Start of Records shown

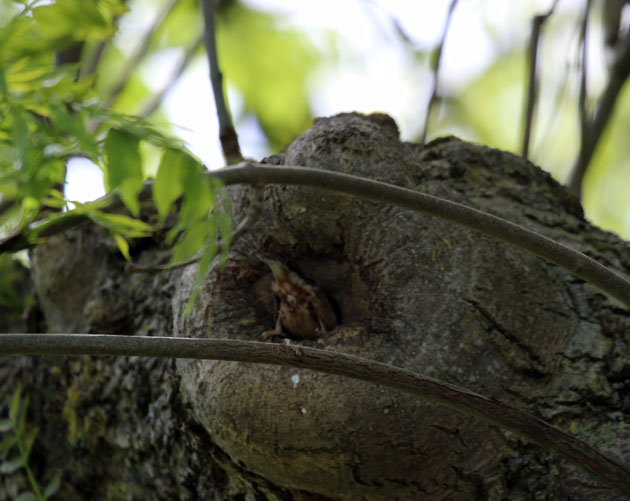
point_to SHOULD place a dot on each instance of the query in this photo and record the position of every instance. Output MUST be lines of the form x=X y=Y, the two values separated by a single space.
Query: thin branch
x=259 y=174
x=255 y=209
x=138 y=55
x=489 y=410
x=619 y=73
x=183 y=63
x=436 y=69
x=227 y=132
x=582 y=111
x=532 y=87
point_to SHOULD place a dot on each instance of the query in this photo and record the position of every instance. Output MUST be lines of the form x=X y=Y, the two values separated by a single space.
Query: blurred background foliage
x=284 y=62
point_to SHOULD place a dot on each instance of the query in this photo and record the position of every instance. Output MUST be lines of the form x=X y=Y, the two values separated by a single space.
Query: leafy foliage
x=15 y=449
x=50 y=112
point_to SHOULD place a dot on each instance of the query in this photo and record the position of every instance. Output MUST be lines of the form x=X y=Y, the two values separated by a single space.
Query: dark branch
x=227 y=133
x=137 y=56
x=436 y=69
x=532 y=87
x=619 y=73
x=259 y=174
x=459 y=399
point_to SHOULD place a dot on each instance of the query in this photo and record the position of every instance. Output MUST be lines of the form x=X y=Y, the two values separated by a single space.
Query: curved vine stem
x=457 y=398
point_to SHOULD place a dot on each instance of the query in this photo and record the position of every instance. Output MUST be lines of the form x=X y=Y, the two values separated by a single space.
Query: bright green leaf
x=124 y=167
x=5 y=425
x=123 y=245
x=198 y=199
x=282 y=62
x=6 y=445
x=168 y=185
x=121 y=224
x=27 y=496
x=53 y=486
x=14 y=406
x=20 y=428
x=12 y=465
x=193 y=240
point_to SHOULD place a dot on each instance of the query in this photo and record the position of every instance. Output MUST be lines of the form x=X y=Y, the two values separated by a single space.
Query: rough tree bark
x=410 y=290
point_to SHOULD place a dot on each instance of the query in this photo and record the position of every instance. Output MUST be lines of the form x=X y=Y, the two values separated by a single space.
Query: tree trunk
x=409 y=290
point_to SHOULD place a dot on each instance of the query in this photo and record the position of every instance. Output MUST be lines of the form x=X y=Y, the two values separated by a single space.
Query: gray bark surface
x=410 y=290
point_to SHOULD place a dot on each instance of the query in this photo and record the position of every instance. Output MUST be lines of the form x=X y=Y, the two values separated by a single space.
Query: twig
x=532 y=87
x=250 y=218
x=183 y=63
x=435 y=67
x=619 y=73
x=489 y=410
x=227 y=133
x=259 y=174
x=138 y=55
x=582 y=111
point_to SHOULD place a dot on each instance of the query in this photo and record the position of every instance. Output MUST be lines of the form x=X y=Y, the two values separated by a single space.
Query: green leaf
x=73 y=124
x=224 y=223
x=12 y=465
x=198 y=199
x=121 y=224
x=53 y=486
x=27 y=496
x=193 y=240
x=6 y=445
x=124 y=167
x=5 y=425
x=282 y=62
x=29 y=440
x=21 y=424
x=169 y=180
x=74 y=19
x=123 y=245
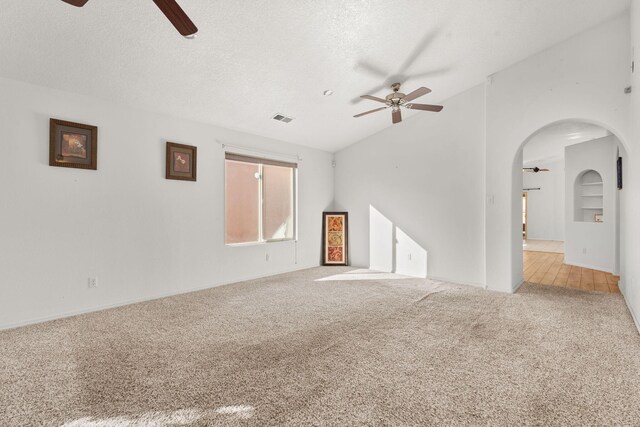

End of Records shown

Return every item above word for word, leaving out the pictures.

point_to SHOULD place a dot on each instance of the query in this photo and record the position of every instance. Output MUST be lines of the form x=X y=Y, the two values separated by a single space.
Query: thin branch
x=259 y=174
x=255 y=209
x=138 y=55
x=489 y=410
x=619 y=73
x=183 y=63
x=436 y=69
x=227 y=132
x=582 y=111
x=532 y=87
point_to SHOULD place a dot on each instance of the query in this photo and record the position of every instance. Output MUST be lines of the form x=X y=Y, the two values separated by a single space.
Query: blurred background foliage
x=284 y=62
point_to SHOULD place a dot on each instance of the query in this photo and record the position of every instance. Output MUST be lines of the form x=X y=Y, the two values separated by a single space.
Query: leafy foliage
x=15 y=449
x=50 y=112
point_to SHOULD place a dot on each instance of the query in this photo and record the position of every instance. Output MUST be lines of the form x=X y=Y, the two values separated by a single space.
Query: dark branch
x=227 y=133
x=137 y=56
x=436 y=69
x=532 y=87
x=619 y=73
x=259 y=174
x=459 y=399
point_to SHOULD place a dot on each instance of the query in this photo and record the position of every instance. Output MUST be lines of the form x=X y=Y, the two values separated by a single space.
Query: curved vine stem
x=457 y=398
point_to SHOULD place a dot on each instance of the query in this photo and record the position of every instance. Output MUST be lines of the form x=X y=Y, the two values separated by a single space.
Query: bright green leaf
x=124 y=167
x=5 y=425
x=123 y=245
x=198 y=199
x=282 y=62
x=6 y=445
x=168 y=185
x=121 y=224
x=27 y=496
x=53 y=486
x=14 y=406
x=20 y=428
x=12 y=465
x=193 y=240
point_to SHOULD place a dot on each instance of the query in this photo and record the position of every instance. Output MUST be lines of the form x=X y=Y, the two values separated by a single space.
Query: rough tree bark
x=410 y=290
point_to SHOULD place a dot on each instance of the query in this photo and record the position of every instance. Output MUST be lines of the form x=X y=Y, the two values separated by a single space.
Query: tree trunk
x=409 y=290
point_to SHOULD place a dot on each instance of the query in this photo and record the position of every instance. Output MUST be lines of the form x=X y=Y, the two values separated by a single space.
Query: gray bark surface
x=410 y=290
point_to SHOULD place a dot on each instance of the query in this photo and record the position of every instance. Output MUST be lines of the form x=X y=Y, the two values separated by a single space.
Query: twig
x=532 y=87
x=250 y=218
x=183 y=63
x=435 y=67
x=619 y=73
x=489 y=410
x=227 y=133
x=259 y=174
x=138 y=55
x=582 y=111
point_to SHOULD place a dot on each instance of the query in this photo and record the position of every instance. Output MUST be lines of the form x=X y=Y, the two values separated by a single space.
Query: green leaf
x=73 y=124
x=224 y=223
x=12 y=465
x=198 y=199
x=121 y=224
x=53 y=486
x=27 y=496
x=193 y=240
x=6 y=445
x=124 y=167
x=5 y=425
x=282 y=62
x=29 y=440
x=21 y=424
x=169 y=180
x=74 y=19
x=123 y=245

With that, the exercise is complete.